## Prompt
Copy from the childcare announcement, starting at "It also underlines" and ending at "4-year-olds if it were available now.", word for word.

## Source text
------

With almost a year to go until some hardworking families can benefit from the government’s 30 hours of free childcare a week, innovative childcare providers are being asked to come forward as the first in the country to deliver the offer. It is being rolled out to parents in September 2016 - a year earlier than planned.
As part of the government’s ‘One Nation’ plans to make sure hardworking families benefit from support with childcare as soon as possible, Education Secretary Nicky Morgan is asking childcare providers and councils to come forward with innovative and flexible ideas of how they would deliver the new offer from next year - as well as asking parents up and down the country how the extra hours will help them.
The move follows a pledge from the government to increase the average funding rates paid to providers - a review with the sector on how to do this ended just this month. The government now wants childcare providers to come forward with their ideas of how they would deliver the extra hours of childcare next year.
It also underlines the government’s commitment to help hardworking people, with £5 billion spent on childcare support - more than any previous administration and an increase of £1 billion since 2010.
Also today (26 August 2015), new figures show the vast majority of working parents - more than 80% - would take up the extended offer of free childcare for 3- and 4-year-olds if it were available now.
Education Secretary Nicky Morgan, who will be speaking to Rolls-Royce employees today about how the new offer could work for them, said:
For too long, rising childcare costs have been a barrier to working parents and particularly mothers. This ‘One Nation’ government is on the side of hardworking people - that is why this time next year we’ll see the first families benefit from the government’s offer of 30 hours of free childcare for working parents.
Today, we’re calling on providers to tell us how they can offer innovative, high-quality childcare that helps parents return to work while keeping more of their hard-earned money in their back pocket.
The government is also reaching out to parents and employers to hear how plans to double the number of free hours for 3- and 4-year-olds will take pressure off household budgets and enable parents to work, if they want to do so. To do this, the Department for Education has joined forces with Facebook to reach as many parents as possible, and in particular those who wouldn’t normally respond to a government survey.
Over 2,000 mums and dads have already joined the conversation, with more than three quarters responding to a Department for Education survey saying they would take up the offer of 30 hours free childcare, if it were available now.
Education and Childcare Minister Sam Gyimah will be joining the Education Secretary on the visit to Rolls-Royce, which is just of one a number of events, held in conjunction with the Cabinet Office, at large employers, including Legal & General, Deloitte and Hewlett-Packard.
At the firm in Derby, working parents with different skill sets and salaries will discuss what the extra 15 hours will mean for them.

------

## Data provided
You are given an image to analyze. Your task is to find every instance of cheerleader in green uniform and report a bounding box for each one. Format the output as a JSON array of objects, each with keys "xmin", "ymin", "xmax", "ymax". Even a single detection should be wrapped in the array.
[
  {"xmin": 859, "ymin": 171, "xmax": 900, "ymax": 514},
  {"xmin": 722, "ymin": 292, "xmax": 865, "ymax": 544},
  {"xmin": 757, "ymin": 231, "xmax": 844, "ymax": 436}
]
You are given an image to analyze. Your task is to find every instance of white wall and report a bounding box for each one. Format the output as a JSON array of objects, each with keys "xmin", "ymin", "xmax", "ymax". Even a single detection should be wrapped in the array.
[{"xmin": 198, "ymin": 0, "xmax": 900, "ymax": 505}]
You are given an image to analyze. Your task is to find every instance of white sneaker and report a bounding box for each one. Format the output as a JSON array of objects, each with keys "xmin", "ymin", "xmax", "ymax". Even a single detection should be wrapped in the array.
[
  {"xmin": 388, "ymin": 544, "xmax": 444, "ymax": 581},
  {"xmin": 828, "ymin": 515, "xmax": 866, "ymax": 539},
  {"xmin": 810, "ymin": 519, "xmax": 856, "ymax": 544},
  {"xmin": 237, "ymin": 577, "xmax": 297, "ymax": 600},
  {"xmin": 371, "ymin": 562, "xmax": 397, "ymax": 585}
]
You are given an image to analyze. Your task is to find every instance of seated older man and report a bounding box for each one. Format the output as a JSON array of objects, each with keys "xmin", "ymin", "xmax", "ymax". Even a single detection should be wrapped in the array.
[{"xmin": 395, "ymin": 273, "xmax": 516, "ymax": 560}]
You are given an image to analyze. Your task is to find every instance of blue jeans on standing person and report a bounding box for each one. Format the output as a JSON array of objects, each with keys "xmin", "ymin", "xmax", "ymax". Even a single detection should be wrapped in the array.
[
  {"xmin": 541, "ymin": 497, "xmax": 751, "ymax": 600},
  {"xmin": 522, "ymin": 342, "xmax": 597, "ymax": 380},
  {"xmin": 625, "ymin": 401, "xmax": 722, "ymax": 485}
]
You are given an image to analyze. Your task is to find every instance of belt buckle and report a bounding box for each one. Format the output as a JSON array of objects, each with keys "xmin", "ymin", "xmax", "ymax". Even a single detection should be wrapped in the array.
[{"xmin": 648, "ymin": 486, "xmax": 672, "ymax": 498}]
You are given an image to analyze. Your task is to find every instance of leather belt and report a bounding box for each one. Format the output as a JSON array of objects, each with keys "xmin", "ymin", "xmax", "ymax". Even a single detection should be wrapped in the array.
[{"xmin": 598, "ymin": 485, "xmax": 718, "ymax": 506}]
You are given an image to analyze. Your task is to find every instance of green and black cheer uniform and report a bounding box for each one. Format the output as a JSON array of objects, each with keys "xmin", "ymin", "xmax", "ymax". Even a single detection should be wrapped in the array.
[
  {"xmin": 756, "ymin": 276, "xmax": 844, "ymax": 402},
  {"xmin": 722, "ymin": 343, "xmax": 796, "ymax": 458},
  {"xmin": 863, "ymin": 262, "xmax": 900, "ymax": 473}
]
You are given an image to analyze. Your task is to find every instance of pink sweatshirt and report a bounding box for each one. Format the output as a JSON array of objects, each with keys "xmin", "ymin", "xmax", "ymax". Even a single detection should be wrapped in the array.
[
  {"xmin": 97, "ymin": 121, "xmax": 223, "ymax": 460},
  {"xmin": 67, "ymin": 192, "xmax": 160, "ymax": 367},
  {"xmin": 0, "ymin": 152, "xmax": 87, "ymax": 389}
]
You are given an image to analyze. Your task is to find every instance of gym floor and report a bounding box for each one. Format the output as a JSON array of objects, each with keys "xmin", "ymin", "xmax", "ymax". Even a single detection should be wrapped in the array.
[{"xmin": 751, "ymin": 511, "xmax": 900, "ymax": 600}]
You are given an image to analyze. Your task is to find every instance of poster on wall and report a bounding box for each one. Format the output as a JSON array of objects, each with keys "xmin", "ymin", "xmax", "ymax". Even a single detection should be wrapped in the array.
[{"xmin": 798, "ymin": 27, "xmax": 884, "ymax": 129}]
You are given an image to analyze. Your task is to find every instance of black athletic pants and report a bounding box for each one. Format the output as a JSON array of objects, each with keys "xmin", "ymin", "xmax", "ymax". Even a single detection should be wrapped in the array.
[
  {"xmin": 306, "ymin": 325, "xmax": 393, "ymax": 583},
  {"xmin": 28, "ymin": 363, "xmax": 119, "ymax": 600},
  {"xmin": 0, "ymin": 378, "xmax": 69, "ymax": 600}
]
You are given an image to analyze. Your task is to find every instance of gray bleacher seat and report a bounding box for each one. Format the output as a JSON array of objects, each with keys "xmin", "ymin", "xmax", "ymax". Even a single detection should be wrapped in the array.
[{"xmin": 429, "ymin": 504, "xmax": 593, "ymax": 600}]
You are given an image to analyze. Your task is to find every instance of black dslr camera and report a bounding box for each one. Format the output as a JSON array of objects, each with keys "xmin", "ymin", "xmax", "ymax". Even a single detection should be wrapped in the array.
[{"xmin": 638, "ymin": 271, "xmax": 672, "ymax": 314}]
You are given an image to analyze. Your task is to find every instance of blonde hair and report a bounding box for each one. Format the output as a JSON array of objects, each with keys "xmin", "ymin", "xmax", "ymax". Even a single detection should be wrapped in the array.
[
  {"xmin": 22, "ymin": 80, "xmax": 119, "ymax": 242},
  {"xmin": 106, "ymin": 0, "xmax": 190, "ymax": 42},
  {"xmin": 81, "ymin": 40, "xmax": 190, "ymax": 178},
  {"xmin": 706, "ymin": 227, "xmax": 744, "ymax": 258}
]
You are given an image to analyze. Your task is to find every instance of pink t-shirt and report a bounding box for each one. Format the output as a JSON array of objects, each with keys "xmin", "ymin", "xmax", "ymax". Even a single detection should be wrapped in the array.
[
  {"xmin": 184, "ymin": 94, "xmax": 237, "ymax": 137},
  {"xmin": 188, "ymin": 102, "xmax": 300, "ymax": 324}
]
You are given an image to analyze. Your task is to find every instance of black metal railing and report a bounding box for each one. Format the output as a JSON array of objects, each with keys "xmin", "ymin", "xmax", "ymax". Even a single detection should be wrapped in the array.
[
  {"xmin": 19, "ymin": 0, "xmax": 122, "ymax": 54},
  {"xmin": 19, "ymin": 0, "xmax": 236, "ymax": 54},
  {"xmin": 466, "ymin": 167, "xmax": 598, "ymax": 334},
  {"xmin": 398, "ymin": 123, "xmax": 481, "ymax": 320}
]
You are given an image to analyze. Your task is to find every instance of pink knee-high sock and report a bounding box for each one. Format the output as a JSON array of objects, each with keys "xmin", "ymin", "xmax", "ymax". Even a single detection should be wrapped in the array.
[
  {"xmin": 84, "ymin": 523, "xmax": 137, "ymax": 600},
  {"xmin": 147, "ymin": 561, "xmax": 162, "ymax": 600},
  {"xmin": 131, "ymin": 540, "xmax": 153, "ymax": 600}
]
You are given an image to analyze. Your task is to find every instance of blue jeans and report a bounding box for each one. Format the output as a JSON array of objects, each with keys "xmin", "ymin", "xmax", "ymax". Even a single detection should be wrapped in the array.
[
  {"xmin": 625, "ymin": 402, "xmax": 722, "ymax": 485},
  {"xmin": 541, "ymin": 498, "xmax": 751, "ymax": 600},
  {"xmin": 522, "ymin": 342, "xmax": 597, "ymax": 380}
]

------

## Finished task
It also underlines the government’s commitment to help hardworking people, with £5 billion spent on childcare support - more than any previous administration and an increase of £1 billion since 2010.
Also today (26 August 2015), new figures show the vast majority of working parents - more than 80% - would take up the extended offer of free childcare for 3- and 4-year-olds if it were available now.